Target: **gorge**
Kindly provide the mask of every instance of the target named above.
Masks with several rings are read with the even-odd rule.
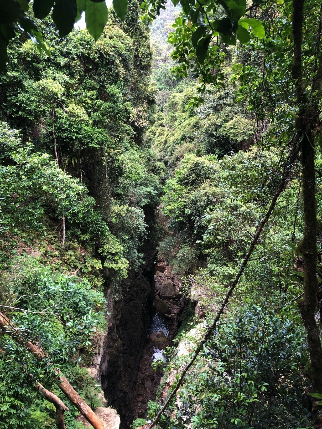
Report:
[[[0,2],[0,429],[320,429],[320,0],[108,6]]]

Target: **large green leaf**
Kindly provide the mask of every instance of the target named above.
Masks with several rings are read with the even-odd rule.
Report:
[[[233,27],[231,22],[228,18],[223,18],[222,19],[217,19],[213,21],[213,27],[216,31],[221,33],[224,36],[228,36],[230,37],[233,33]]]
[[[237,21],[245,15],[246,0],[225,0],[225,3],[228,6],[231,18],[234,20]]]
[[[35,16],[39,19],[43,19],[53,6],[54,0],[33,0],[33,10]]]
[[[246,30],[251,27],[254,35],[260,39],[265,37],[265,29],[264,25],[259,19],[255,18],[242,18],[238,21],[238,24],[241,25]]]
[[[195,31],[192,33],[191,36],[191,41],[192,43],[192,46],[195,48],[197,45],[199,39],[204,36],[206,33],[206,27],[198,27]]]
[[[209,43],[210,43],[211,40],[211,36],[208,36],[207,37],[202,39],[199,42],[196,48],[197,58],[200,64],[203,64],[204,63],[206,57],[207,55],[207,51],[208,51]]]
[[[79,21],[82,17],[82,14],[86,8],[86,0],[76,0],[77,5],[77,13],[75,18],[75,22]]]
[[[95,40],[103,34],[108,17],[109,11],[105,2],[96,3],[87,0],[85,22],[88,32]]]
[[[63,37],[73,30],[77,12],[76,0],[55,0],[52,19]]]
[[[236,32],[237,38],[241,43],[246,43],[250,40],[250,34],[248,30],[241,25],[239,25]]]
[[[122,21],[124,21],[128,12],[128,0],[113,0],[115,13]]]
━━━
Write out again the lines from the very first one down to the line that contains "[[[0,2],[0,429],[320,429],[320,0],[108,6]]]", with both ends included. Leave the pictures out.

Target: **gorge**
Kindly provide the mask of every instance of the target named above.
Masks with several rings are read with the even-odd rule.
Report:
[[[0,2],[0,429],[320,429],[320,0],[108,6]]]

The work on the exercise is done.